**Instruction**
Copy out the listing below word for word, leaving out the pictures.
===== Given information =====
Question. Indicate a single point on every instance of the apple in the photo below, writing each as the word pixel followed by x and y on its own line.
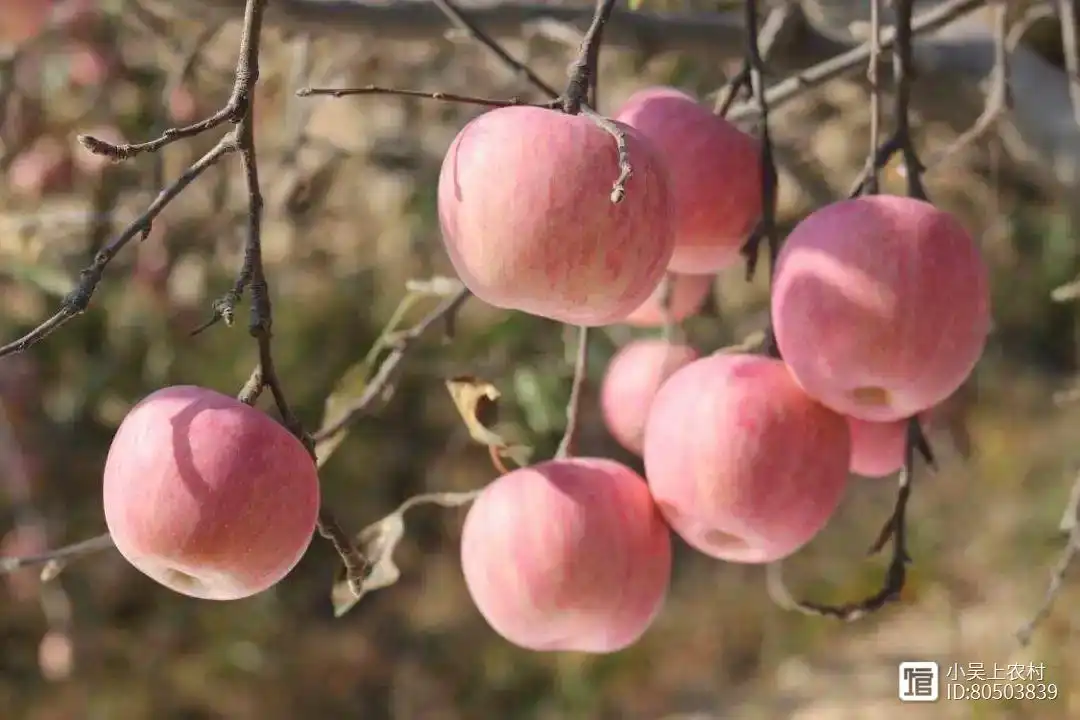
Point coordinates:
pixel 684 296
pixel 877 448
pixel 880 306
pixel 527 219
pixel 631 381
pixel 716 176
pixel 743 464
pixel 567 555
pixel 208 497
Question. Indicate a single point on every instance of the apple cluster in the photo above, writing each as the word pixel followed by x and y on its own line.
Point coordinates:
pixel 879 310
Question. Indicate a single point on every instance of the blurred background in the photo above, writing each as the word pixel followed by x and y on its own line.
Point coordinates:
pixel 350 187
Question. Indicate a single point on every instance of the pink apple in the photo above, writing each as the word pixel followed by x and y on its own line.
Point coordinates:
pixel 208 497
pixel 684 296
pixel 743 464
pixel 716 176
pixel 527 219
pixel 567 555
pixel 880 306
pixel 632 380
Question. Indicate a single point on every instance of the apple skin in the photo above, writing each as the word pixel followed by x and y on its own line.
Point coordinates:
pixel 880 306
pixel 744 466
pixel 208 497
pixel 716 176
pixel 686 296
pixel 631 381
pixel 528 223
pixel 567 556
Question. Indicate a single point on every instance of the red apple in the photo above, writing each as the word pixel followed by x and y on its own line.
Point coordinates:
pixel 567 555
pixel 743 464
pixel 880 306
pixel 877 448
pixel 527 219
pixel 685 295
pixel 630 383
pixel 208 497
pixel 716 176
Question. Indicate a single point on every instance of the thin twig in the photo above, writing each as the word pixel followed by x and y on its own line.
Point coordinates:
pixel 385 376
pixel 767 226
pixel 740 82
pixel 1067 13
pixel 61 554
pixel 1053 588
pixel 446 97
pixel 516 67
pixel 894 531
pixel 871 186
pixel 78 300
pixel 998 99
pixel 792 87
pixel 574 405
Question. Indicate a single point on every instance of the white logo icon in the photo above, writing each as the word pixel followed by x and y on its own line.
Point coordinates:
pixel 918 682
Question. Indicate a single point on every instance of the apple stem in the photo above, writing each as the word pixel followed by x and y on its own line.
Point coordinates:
pixel 574 405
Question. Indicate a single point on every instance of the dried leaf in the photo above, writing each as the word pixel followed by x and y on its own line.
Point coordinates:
pixel 378 542
pixel 350 386
pixel 476 402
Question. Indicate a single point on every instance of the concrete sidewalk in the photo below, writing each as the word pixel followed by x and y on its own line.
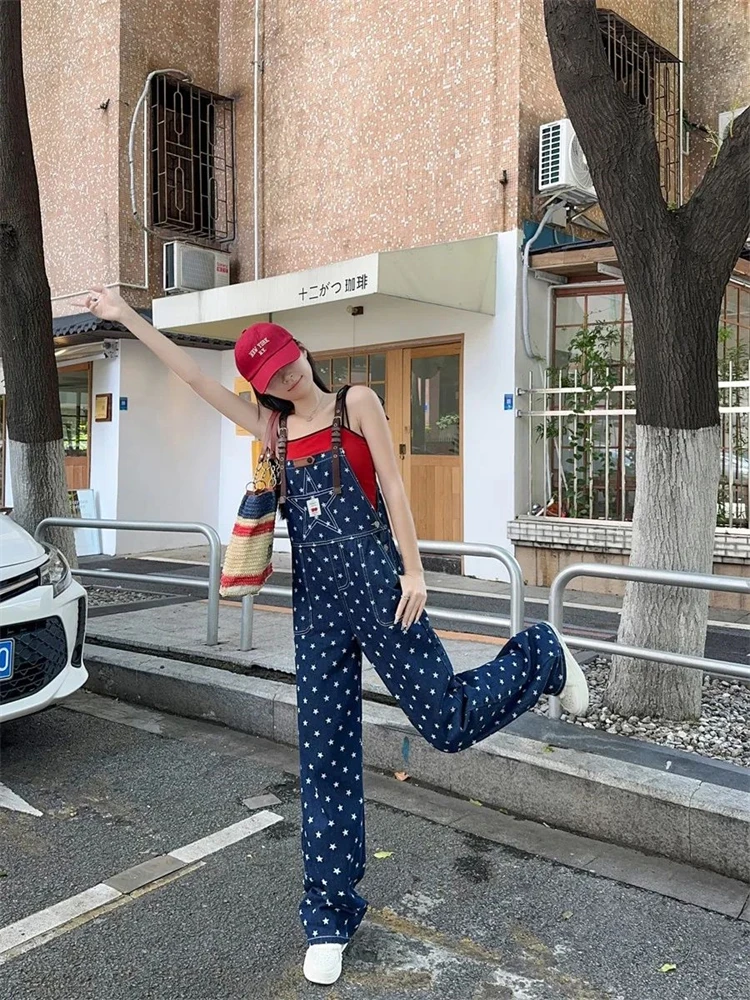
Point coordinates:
pixel 613 788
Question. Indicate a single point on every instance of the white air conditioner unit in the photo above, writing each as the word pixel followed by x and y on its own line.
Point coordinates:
pixel 188 268
pixel 725 120
pixel 562 166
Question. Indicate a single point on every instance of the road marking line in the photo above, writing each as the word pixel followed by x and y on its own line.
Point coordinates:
pixel 49 919
pixel 224 838
pixel 9 800
pixel 40 927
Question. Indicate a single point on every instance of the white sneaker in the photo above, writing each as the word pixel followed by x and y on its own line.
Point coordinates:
pixel 574 697
pixel 323 963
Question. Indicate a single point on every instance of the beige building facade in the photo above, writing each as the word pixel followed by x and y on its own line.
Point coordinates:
pixel 395 142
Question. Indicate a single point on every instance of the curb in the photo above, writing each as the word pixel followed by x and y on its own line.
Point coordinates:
pixel 680 818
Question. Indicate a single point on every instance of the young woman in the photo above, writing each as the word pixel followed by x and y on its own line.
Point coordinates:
pixel 354 592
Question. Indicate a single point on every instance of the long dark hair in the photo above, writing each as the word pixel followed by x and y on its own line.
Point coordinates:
pixel 277 405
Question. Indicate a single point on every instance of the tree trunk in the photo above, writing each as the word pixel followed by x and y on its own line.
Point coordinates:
pixel 34 423
pixel 676 265
pixel 673 528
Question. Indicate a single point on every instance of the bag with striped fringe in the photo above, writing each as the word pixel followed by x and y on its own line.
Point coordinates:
pixel 247 563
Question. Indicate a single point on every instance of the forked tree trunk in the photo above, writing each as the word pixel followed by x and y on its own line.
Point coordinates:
pixel 673 528
pixel 676 265
pixel 34 423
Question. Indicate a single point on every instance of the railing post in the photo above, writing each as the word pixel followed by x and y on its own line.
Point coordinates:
pixel 556 612
pixel 246 623
pixel 214 578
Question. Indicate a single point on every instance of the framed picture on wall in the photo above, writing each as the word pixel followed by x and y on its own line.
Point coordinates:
pixel 103 407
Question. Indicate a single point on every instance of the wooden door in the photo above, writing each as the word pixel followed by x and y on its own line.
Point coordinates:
pixel 425 416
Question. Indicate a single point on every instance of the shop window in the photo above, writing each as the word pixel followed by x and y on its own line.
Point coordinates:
pixel 191 166
pixel 75 406
pixel 354 369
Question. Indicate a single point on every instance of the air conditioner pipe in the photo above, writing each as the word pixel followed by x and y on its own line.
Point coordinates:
pixel 527 345
pixel 256 143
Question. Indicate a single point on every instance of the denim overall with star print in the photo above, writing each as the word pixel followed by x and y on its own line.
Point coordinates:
pixel 346 591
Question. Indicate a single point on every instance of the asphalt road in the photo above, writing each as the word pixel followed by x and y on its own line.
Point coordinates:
pixel 452 916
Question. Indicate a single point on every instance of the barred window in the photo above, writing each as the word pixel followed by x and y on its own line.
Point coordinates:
pixel 191 163
pixel 650 75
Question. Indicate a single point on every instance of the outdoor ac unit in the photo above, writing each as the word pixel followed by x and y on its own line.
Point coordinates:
pixel 562 166
pixel 188 268
pixel 725 120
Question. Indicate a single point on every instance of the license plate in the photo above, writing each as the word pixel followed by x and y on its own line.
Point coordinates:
pixel 6 659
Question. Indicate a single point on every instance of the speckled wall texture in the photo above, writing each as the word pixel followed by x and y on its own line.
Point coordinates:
pixel 382 125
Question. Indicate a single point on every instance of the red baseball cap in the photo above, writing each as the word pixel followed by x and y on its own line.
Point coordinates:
pixel 262 350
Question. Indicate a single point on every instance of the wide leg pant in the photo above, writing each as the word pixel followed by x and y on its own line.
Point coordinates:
pixel 346 595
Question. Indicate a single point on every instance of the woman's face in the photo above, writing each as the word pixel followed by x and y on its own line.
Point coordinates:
pixel 292 382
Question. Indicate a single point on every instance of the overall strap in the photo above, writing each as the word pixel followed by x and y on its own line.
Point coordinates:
pixel 338 417
pixel 283 436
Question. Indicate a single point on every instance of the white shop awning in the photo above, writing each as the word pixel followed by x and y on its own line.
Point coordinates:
pixel 459 275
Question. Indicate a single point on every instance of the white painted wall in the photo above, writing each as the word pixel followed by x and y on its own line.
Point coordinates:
pixel 236 459
pixel 170 450
pixel 104 443
pixel 489 434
=====
**Written answer**
Question. Indicate a single point on every instance of the apple in the photo below, writing each as the word pixel followed by x and y on its own line.
Point coordinates:
pixel 684 296
pixel 877 448
pixel 880 306
pixel 527 219
pixel 631 381
pixel 716 176
pixel 743 464
pixel 567 555
pixel 208 497
Question. Indicate a single point on every instance of the apple cluster in the photo above, writing each as the word pixel followed by x and y on its own line.
Point coordinates:
pixel 879 310
Question. Indicate a single point on every instance of the blurred background in the photo above, writing each as the word pixel followed by x and y on its own line.
Point coordinates:
pixel 350 187
Question. Indicate a single point on every instance of the pink apple in the photo above, writing each as the word pixel followed by x and y on its own line.
Point coordinates:
pixel 208 497
pixel 684 296
pixel 743 464
pixel 716 176
pixel 527 219
pixel 567 555
pixel 880 306
pixel 632 380
Question. Indicate a single point on every instance of the apple skin in the photo above, writing each as the word pixel followed by x and y on its own line.
Point coordinates:
pixel 880 306
pixel 744 466
pixel 208 497
pixel 716 176
pixel 686 296
pixel 631 381
pixel 528 223
pixel 567 556
Question. Indicate a single point on every instance of the red apple in the photo above, writing each as the word pixel followed by x and y on its own line.
Point coordinates:
pixel 567 555
pixel 743 464
pixel 880 306
pixel 877 448
pixel 527 219
pixel 685 295
pixel 630 383
pixel 208 497
pixel 716 176
Question. Indicate a single point on every instance of the thin twig in the photo above, writing each as the word pixel followed by x and y on its own line.
Point coordinates:
pixel 385 376
pixel 767 226
pixel 740 82
pixel 1067 13
pixel 61 554
pixel 1053 588
pixel 446 97
pixel 516 67
pixel 894 531
pixel 871 186
pixel 78 300
pixel 998 99
pixel 792 87
pixel 574 405
Question. Indicate a single point on every instance of the white logo icon in the photo above, writing each as the word pixel followed by x and y on its own line.
Point coordinates:
pixel 918 682
Question. Indicate a single point on every instance of the apple stem in the photo above, writing each as the word pixel followed by x and y on its own line.
Point coordinates:
pixel 574 405
Question. Indicate a single point on every instance of the dried leaf in the photo above, writing each as the word pixel followed by x and y on its own line.
Point coordinates:
pixel 378 542
pixel 350 386
pixel 476 402
Question. Indicate a single point on every instance of the concrete sidewalk in the photo below, writing each as the word pixel followed by x and y on its own line.
Point coordinates:
pixel 613 788
Question. Indicate a single point on every instance of the white air conditioner unit in the photo above, writing each as the word pixel followed by x and y on its own line.
Point coordinates:
pixel 188 268
pixel 725 120
pixel 562 166
Question. Indicate a single point on every instance of the road marking line in the photo above, writing each as the word pixel followed by x and y on its own line.
Point coordinates:
pixel 49 919
pixel 224 838
pixel 9 800
pixel 40 927
Question. Indicate a single point on every instance of the white sneaker in the photo above, writing each as the word pixel followed by x and y on its own line.
Point coordinates:
pixel 574 697
pixel 323 963
Question. Indicate a single point on every instance of the beige building facade in the photo above, writing each as the word pixel followed by x and y on its own line.
Point coordinates:
pixel 395 142
Question. Indicate a single point on every instance of the curb in the photo above, writing each as the word pixel followed by x and y on its own line.
Point coordinates:
pixel 680 818
Question. Indicate a single point on every instance of the young woman in the photo above, writing each as the word pixel followed by x and y on its own line.
Point coordinates:
pixel 354 592
Question. Indicate a single point on every instance of the long dark hair in the photo above, writing each as the word pixel followed by x and y on its own line.
Point coordinates:
pixel 277 405
Question. Indicate a single point on every instance of the tree trunk in the photo above, writing each as the word pixel followed by x and y on its own line.
Point coordinates:
pixel 34 423
pixel 676 265
pixel 673 528
Question. Indicate a single point on every instance of the bag with striped fringe in the photo above, writing each as the word pixel followed by x and y on its own line.
Point coordinates:
pixel 247 563
Question. Indicate a single point on every instance of the forked tree trunk in the photo above, writing each as the word pixel followed by x and y on its own line.
Point coordinates:
pixel 673 528
pixel 676 265
pixel 34 423
Question. Indicate a single point on every instance of the railing post in the photo above, writing each as the word pixel followed by x and y on its own line.
Point coordinates:
pixel 556 612
pixel 246 623
pixel 214 578
Question. Indicate a single point on every instance of the framed picture on wall in the photo above, writing each as the word pixel followed by x and y on its own line.
Point coordinates:
pixel 103 407
Question. Indicate a single point on every instance of the wooden door in the photo above, writing each as the word pixel followed by x and y on its own line.
Point coordinates:
pixel 425 416
Question. Indicate a single point on every instance of the shop window in the photo above, writing each as the word pixel followed by x and y on its own line.
Point coordinates:
pixel 191 166
pixel 75 406
pixel 354 369
Question. Indicate a single point on every instance of the air conditioner pipe in the photo above, writing each as the word pixel followed by x and y on its own line.
Point coordinates:
pixel 527 345
pixel 256 143
Question. Indicate a single point on every instance of the denim overall with star print in the photo above, writing each as the word pixel followed by x and y on its own line.
Point coordinates:
pixel 346 591
Question. Indicate a single point on every instance of the asphalt road in the photo above, writing each as the word pixel followed by x and y on its own line.
Point coordinates:
pixel 452 916
Question. Indicate a single point on every instance of the barred window in the photo above, writing each as the word pixel followed by x and y on its own line.
Point coordinates:
pixel 191 163
pixel 650 75
Question. Indicate a single point on every instance of the outdoor ac unit in the photo above, writing each as the word pixel followed by x and y on its own line.
Point coordinates:
pixel 562 166
pixel 188 268
pixel 725 120
Question. Indicate a single point on every instance of the license plate in the photo above, writing each as the word pixel followed by x and y on its own line.
Point coordinates:
pixel 6 659
Question. Indicate a single point on every instance of the speckled wall texture in the photo above, writing each as the word pixel followed by x and y on its own line.
Point coordinates:
pixel 382 125
Question. Indicate a single point on every instance of the red baseball cap in the photo above, writing each as the word pixel followed by x and y on its own line.
Point coordinates:
pixel 262 350
Question. Indicate a single point on every instance of the wide leg pant in the photo above, writing each as the word pixel followed by x and y on its own line.
Point coordinates:
pixel 346 595
Question. Indicate a single point on every instance of the woman's face in the photo above, writing each as the word pixel followed by x and y on its own line.
Point coordinates:
pixel 292 382
Question. Indicate a single point on every instance of the overall strap in the photo above, writing each as the word pixel followed by x and y on its own line.
Point coordinates:
pixel 338 417
pixel 283 436
Question. Indicate a single point on every instance of the white shop awning in the photo above, writing each as the word pixel followed by x and y on its own line.
Point coordinates:
pixel 459 275
Question. Indicate a single point on every instance of the white painted wall in the photo above, writing each as the word pixel followed by x and y on its own line.
Point coordinates:
pixel 236 459
pixel 170 450
pixel 104 443
pixel 489 434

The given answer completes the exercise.